___ 分析対象の文章 ___

高血圧患者は自身の疾患を深刻に捉えたり,生活習慣に取り組んだりする傾向が糖尿病患者よりも低いことがインターネット調査で示された。医師は高血圧患者に対して,より厳格にリスクを説明する必要がありそうだ。
同調査は塩野義製薬(株)が実施し,高血圧患者,糖尿病患者,高血圧・糖尿病合併患者各400例から回答を得たもの。自身の抱えている生活習慣病について「重症だと感じている」「深刻だと感じている」と回答した割合は糖尿病患者が約4割であるのに対して,高血圧患者が約2割。「命に関わる危険があると感じている」も5割に対して3割だった。一方で高血圧患者の65.3%は「治療は気楽にやればよい」と感じており,糖尿病(56.6%),糖尿病+高血圧(56.8%)よりも多かった。
この割合は治療の実態にも反映されており,高血圧患者は減塩への意識が高かったが,カロリー制限,アルコール制限,禁煙,運動についてはいずれも糖尿病患者よりも意識が低かった。「医師から『治療を中断してはいけない』『食事制限や運動療法をしなくてはいけない』と説明を受けた」や「自身の治療目標値を正確に知っている」と回答した割合も,高血圧患者のほうが低かった。糖尿病患者,高血圧患者ともに,目標値を正確に理解していると回答した患者ほど,治療に前向きに,しっかり取り組む傾向も認められたことから,疾患への理解度を高めることで,降圧目標の達成につながると考えられる。

___

作業指示:
高血圧患者の疾患意識調査についての文章を、最後の文のあとから書き継ぎなさい。 このあとの資料は、この文章とは別個のものである。

___ 提供資料 ___

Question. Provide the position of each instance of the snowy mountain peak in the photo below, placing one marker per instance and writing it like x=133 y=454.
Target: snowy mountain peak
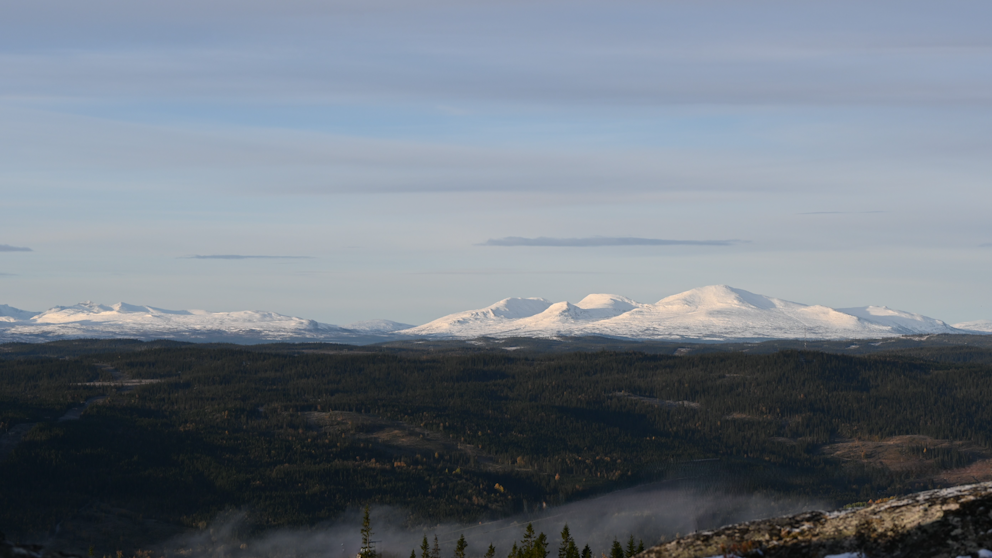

___

解答:
片山茂裕氏 |
糖尿病患者にくらべて高血圧患者の理解が不足している原因について,片山茂裕氏(埼玉医科大学内分泌・糖尿病内科教授,埼玉医科大学病院 病院長)は「糖尿病の場合,医師は網膜症,腎症,神経障害の三大合併症のリスクを皮切りに心血管疾患,脳卒中のリスクが高まることも患者に伝える。長年言い続けてきたので,患者の意識も高まったのだろう。高血圧患者は絶対数が多いので,自分もそれほど珍しい病気にかかったわけではない,と捉えてしまうのかもしれない」と話す。「脅すわけではないが,高血圧患者さんにも心血管イベントの発症率が高まることを確実に理解してもらうことが重要」として,診療を通じて患者への意識付けに務めたいと述べた。